» Stated goal a:
Copy the records verbatim, from their first line through the line containing "[394,325,463,455]". Omit the pictures.

» Supplied text:
## start

Tuesday, 23 April 2013

1885 - The Town Tramp #1



When’er I Take My Walk abroad
   How many things I see (and hear)”
-      After I. Watts

So began an article in the Hamilton Spectator of July 3, 1885 under the headline “The Town Tramp.
An unnamed reporter had been given permission to anonymously put together a long article of observations garnered during a stroll about Hamilton as the summer month of July 1885 arrived.
The full article follows:
“ ‘Tramps has feelins,’ as one of the lower orders of the fraternity remarked when asked to eat cold meat, and I wish to add that some of them have aspirations too. From the nature of their occupation they have abundant opportunity for seeing things as they are, and not as the unsuspecting general public believes them to be; and from out of the kindness of his generous heart, the editor has promised to allot The Town Tramp some ‘valuable space’ about once a week, more or less, in which to give vent to his feelings, set forth his aspirations and record his observations for the benefit of – well, the dear public.
The editor has often remarked in the portion of this journal devoted to his especial use, that some people in this city appear to be seized with a feverish desire to cut down a shade tree so soon as they see it putting forth its leaves. And the editor very properly condemns such people. They are ill-balanced; imperfect; monomaniacs; and ought to be pitied. How can a man with any sense of beauty look north on Park street from Merrick street, at this season of the year, and not rejoice in the noble lines of shade trees which meet his gaze. It is in this delightful July season that nature asserts itself in this vigorous strength of the new year’s life. The heat of the summer has not yet dried up the life-giving sap, and changed the restful green of the trees and fields into a withered yellow; and Hamilton’s streets and avenues, some of which are bordered by maples and chestnuts and others of the best species of shade trees, are really beautiful. Looking down upon the city from the mountain top, the eyes rests upon a mass of verdure, broken here and there by a glittering chimney top, or perhaps a house gable, peeping through the topmost branches of the swaying trees. Victoria avenue south is a most attractive promenade on a summer evening, when the rays of the setting sun tint the leaves of the noble trees lining the roadway in the golden sun. Soon the last ray of sunlight is gone, and in the dusky evening, lovers walk the avenue, happy and content, listening to the soft rustle of the leaves and the twittering of the birds overhead.

## end

» Provided data:
## start

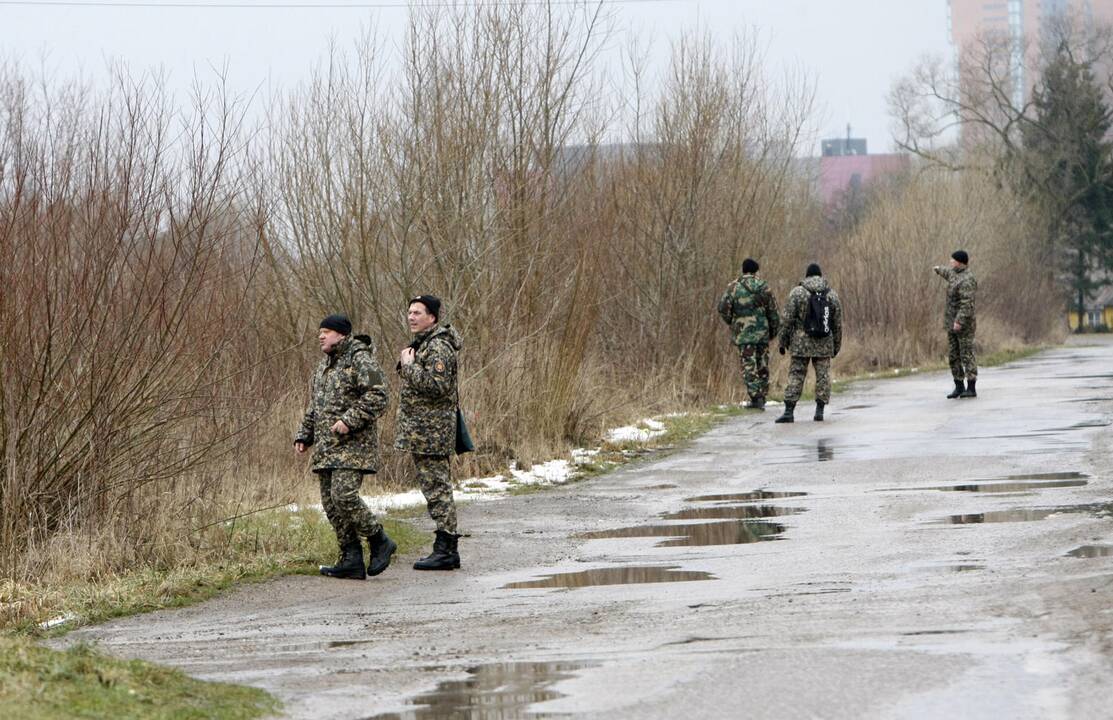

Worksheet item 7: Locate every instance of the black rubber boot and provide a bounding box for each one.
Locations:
[414,530,460,570]
[321,540,367,580]
[367,527,398,578]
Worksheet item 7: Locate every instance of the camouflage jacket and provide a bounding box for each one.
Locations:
[935,267,977,333]
[294,337,390,473]
[779,275,843,357]
[719,275,780,345]
[394,325,463,455]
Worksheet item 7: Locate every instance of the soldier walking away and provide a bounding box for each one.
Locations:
[719,257,780,410]
[932,250,977,400]
[294,315,397,580]
[394,295,463,570]
[776,263,843,423]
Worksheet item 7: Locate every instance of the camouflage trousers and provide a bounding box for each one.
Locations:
[412,453,456,534]
[317,470,382,546]
[785,355,831,404]
[947,333,977,383]
[738,344,769,400]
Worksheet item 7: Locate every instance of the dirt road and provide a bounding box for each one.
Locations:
[60,339,1113,720]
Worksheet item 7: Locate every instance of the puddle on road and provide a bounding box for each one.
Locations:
[684,490,808,503]
[575,520,785,548]
[502,565,718,590]
[367,662,594,720]
[661,505,805,520]
[1066,545,1113,558]
[939,503,1113,525]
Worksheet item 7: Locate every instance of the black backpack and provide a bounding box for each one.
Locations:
[804,290,831,337]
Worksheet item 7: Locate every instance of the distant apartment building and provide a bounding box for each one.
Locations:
[946,0,1113,105]
[819,134,912,207]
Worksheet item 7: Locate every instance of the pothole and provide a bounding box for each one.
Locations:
[367,662,594,720]
[502,565,718,590]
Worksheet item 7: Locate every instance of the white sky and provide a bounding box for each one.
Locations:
[0,0,949,155]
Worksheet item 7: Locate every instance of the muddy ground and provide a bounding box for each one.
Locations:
[63,338,1113,720]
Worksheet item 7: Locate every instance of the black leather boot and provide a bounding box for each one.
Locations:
[414,530,460,570]
[367,527,398,578]
[321,540,367,580]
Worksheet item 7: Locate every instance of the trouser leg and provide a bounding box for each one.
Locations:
[811,357,831,405]
[785,355,808,404]
[955,333,977,379]
[947,333,977,383]
[317,470,356,548]
[413,453,456,534]
[332,470,382,540]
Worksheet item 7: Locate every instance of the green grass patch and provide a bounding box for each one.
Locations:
[0,637,280,720]
[11,509,429,637]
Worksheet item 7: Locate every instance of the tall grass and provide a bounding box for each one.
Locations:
[0,3,1057,623]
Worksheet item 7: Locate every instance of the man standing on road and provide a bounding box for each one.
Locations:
[776,263,843,423]
[933,250,977,400]
[719,257,780,410]
[294,315,397,580]
[394,295,463,570]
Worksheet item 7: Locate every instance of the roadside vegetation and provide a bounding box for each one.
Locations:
[0,2,1077,654]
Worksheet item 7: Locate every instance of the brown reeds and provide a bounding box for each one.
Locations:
[0,2,1053,596]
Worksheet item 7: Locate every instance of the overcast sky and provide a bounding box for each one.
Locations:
[0,0,949,154]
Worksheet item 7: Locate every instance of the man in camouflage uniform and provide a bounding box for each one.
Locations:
[719,257,780,410]
[394,295,463,570]
[933,250,977,398]
[776,263,843,423]
[294,315,397,580]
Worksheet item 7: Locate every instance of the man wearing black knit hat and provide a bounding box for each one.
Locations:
[394,295,463,570]
[776,263,843,423]
[933,250,977,400]
[294,315,397,580]
[719,257,780,410]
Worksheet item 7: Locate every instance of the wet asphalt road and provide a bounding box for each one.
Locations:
[56,338,1113,720]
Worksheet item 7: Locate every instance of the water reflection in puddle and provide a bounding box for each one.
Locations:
[942,503,1113,525]
[502,565,718,590]
[1066,545,1113,558]
[368,662,593,720]
[684,490,808,503]
[661,505,805,520]
[577,520,785,548]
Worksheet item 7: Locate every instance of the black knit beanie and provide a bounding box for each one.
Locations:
[410,295,441,322]
[319,315,352,335]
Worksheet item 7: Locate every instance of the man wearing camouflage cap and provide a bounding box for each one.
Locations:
[719,257,780,410]
[294,315,397,580]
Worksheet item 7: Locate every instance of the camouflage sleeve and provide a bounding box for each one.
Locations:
[294,371,317,446]
[778,288,799,347]
[765,285,780,341]
[955,279,977,326]
[719,283,735,325]
[398,342,456,400]
[341,352,390,431]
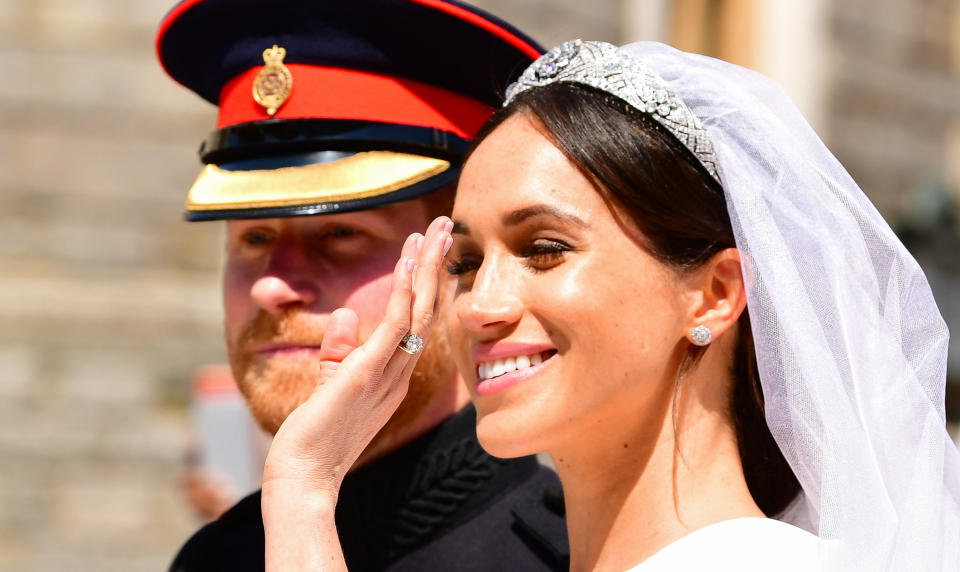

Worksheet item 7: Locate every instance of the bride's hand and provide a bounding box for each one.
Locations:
[261,217,453,569]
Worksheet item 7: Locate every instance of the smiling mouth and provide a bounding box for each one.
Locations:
[477,350,557,381]
[256,344,320,355]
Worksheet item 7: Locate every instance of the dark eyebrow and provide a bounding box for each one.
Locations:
[503,205,590,228]
[451,205,590,235]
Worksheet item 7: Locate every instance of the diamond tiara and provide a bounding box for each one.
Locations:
[504,40,720,183]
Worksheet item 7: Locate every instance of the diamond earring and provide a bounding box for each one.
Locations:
[690,325,713,346]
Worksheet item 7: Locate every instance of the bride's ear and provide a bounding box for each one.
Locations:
[686,248,747,346]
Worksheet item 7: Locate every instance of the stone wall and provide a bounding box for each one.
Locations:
[0,0,960,572]
[0,0,223,571]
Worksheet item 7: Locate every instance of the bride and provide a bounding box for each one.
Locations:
[263,41,960,572]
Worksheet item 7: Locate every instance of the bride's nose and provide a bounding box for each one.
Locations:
[454,259,523,332]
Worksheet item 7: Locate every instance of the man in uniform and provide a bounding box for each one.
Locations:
[157,0,567,571]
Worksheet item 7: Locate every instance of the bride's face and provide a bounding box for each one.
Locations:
[448,114,688,457]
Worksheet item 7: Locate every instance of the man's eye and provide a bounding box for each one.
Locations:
[447,256,481,276]
[243,231,273,246]
[330,226,357,238]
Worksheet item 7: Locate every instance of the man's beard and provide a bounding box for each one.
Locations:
[227,310,454,449]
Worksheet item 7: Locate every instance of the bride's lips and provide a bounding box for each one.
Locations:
[473,342,557,395]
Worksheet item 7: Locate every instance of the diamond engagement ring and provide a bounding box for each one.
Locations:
[399,334,423,355]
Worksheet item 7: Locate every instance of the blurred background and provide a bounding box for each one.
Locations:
[0,0,960,571]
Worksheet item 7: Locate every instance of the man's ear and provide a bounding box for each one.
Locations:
[687,248,747,345]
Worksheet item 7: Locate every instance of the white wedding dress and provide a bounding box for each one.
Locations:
[627,517,819,572]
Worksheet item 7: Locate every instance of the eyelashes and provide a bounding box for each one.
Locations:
[447,238,573,276]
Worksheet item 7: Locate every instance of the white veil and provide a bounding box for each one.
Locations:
[621,42,960,571]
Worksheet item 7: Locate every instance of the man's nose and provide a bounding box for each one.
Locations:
[250,239,319,316]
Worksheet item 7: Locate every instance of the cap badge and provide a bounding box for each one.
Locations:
[253,44,293,117]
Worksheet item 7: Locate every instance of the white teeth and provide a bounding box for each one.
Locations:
[477,353,543,380]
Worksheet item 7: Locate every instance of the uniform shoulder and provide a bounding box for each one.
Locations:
[170,491,263,572]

## end

» Stated goal b:
Name every street or avenue that the Town Tramp post mentions.

» Full solution a:
Worksheet item 7: Locate every instance of the black rubber boot and provide a bounding box for each one.
Locations:
[414,530,460,570]
[321,540,367,580]
[367,527,398,578]
Worksheet item 7: Locate every instance of the camouflage jacket and provide a bounding box for each one.
Locations:
[935,267,977,333]
[294,337,390,473]
[779,275,843,357]
[719,275,780,345]
[394,325,463,455]

» Full solution b:
Park street, Merrick street, Victoria avenue south